— begin Listed entries —

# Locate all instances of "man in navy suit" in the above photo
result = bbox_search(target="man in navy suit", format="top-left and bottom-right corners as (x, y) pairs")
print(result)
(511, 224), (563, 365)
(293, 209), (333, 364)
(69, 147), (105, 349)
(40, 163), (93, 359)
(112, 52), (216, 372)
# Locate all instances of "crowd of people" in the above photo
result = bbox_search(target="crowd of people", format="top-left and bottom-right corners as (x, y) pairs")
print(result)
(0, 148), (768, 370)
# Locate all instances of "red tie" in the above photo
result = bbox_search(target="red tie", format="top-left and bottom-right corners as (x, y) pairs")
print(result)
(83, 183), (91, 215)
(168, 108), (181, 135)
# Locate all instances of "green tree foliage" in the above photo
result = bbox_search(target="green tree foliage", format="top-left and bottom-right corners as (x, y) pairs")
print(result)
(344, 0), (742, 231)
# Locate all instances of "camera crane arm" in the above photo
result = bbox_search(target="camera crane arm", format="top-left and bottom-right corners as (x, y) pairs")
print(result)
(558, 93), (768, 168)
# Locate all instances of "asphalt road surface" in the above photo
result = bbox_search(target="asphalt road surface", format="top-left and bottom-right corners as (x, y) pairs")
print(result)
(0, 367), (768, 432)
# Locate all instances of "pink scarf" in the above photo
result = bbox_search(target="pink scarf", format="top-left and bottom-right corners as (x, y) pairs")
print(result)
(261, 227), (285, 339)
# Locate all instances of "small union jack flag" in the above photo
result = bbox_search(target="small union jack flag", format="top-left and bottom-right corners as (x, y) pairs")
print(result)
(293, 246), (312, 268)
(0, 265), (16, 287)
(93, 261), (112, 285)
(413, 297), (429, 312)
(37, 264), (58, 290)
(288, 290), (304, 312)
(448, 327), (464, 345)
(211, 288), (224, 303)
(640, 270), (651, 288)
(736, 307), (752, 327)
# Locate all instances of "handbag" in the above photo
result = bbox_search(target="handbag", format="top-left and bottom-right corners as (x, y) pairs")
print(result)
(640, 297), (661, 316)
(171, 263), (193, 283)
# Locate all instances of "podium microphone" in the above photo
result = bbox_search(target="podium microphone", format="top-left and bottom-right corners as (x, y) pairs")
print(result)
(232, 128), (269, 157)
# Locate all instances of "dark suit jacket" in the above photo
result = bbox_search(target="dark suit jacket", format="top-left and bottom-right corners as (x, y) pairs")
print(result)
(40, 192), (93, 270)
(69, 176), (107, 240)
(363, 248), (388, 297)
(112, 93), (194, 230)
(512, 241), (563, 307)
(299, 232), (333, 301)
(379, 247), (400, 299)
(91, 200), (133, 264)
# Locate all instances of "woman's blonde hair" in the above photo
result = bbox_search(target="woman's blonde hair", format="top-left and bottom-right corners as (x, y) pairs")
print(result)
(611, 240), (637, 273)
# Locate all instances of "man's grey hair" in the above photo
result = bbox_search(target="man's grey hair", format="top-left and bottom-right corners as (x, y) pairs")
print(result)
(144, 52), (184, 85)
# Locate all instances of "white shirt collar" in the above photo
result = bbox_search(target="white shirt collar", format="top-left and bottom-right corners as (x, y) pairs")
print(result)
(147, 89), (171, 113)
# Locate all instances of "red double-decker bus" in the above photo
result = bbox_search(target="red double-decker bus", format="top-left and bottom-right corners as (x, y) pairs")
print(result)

— end Listed entries —

**Task prompt:** Transcribe each of the entries above verbatim, preserving every line in its original order.

**Worked answer:**
# Locate all instances of "man in navy suit" in the above photo
result = bbox_search(target="man in navy suit", format="top-left and bottom-right corners as (x, y) pairs")
print(result)
(511, 224), (563, 365)
(293, 209), (333, 364)
(69, 147), (105, 349)
(40, 163), (93, 359)
(112, 52), (216, 372)
# Locate all instances of "crowd of people" in the above photo
result = bbox_search(target="crowd of people", format="top-left and bottom-right corners as (x, y) pairs")
print(result)
(0, 148), (768, 370)
# Locate all instances of "red tie" in the above photo
result = bbox_search(target="red tie", format="top-left and bottom-right corners as (x, y) pairs")
print(result)
(83, 183), (91, 215)
(168, 108), (181, 135)
# Locate all instances of "green tree foliage" in the above photo
result = bbox_search(target="green tree foliage", format="top-left and bottom-right corners as (x, y) pairs")
print(result)
(344, 0), (742, 231)
# Locate all instances of "camera crane arm" in the above photo
result = bbox_search(target="camera crane arm", format="top-left and bottom-right corners as (x, y) pairs")
print(result)
(558, 93), (768, 168)
# Locate all instances of "asphalt road surface" in the above photo
result = bbox_search(target="asphalt road surface", format="top-left and bottom-right corners as (x, y) pairs")
print(result)
(0, 367), (768, 432)
# Locate all instances of "pink scarf" in the above photo
result = bbox_search(target="pink scarf", format="top-left and bottom-right corners as (x, y) pairs")
print(result)
(261, 227), (285, 339)
# Locate all instances of "small union jack flag" in the above photo
result = bbox_search(target="small union jack flag", format="top-left and bottom-right corners as (x, y) pairs")
print(result)
(293, 246), (312, 268)
(0, 265), (16, 287)
(93, 261), (112, 285)
(413, 297), (429, 312)
(37, 264), (58, 290)
(288, 290), (304, 312)
(448, 327), (464, 345)
(211, 288), (224, 303)
(640, 270), (651, 288)
(736, 307), (752, 327)
# Locate all instances of "handbag" in the above photo
result = bbox_search(target="handbag", format="top-left and bottom-right corners as (x, y) pairs")
print(result)
(640, 297), (661, 316)
(171, 263), (193, 283)
# Locate all instances of "podium microphone" in the above photo
result = bbox_search(target="podium microphone", format="top-left and bottom-right corners as (x, y) pairs")
print(result)
(232, 128), (269, 157)
# Locate all instances of "dark suit jacket" in the above photo
result = bbox_search(target="dark suit jacket", format="top-left and bottom-right corners as (x, y) pairs")
print(result)
(40, 192), (93, 270)
(69, 176), (107, 240)
(363, 248), (388, 297)
(112, 93), (194, 230)
(512, 241), (563, 307)
(299, 232), (333, 301)
(379, 247), (400, 299)
(91, 200), (133, 264)
# Locate all instances of "woman's blonde hair" in the above photo
result = bbox_search(target="woman's blonde hair", format="top-left and bottom-right corners as (x, y) pairs")
print(result)
(611, 240), (637, 273)
# Locate all instances of "man's grey hair" in the above photo
result = bbox_search(target="man's grey hair", format="top-left and bottom-right corners as (x, y) pairs")
print(result)
(144, 52), (184, 85)
# Locate all instances of "white shirt collar" in the above photo
result = bbox_search(target="white shirt collar", format="top-left and bottom-right corners as (x, y) pairs")
print(result)
(147, 89), (171, 113)
# Locate all instances of "red double-decker bus" in the above photo
result = bbox_search(target="red double-decker bus", format="top-left and bottom-right corners as (x, y) pairs")
print(result)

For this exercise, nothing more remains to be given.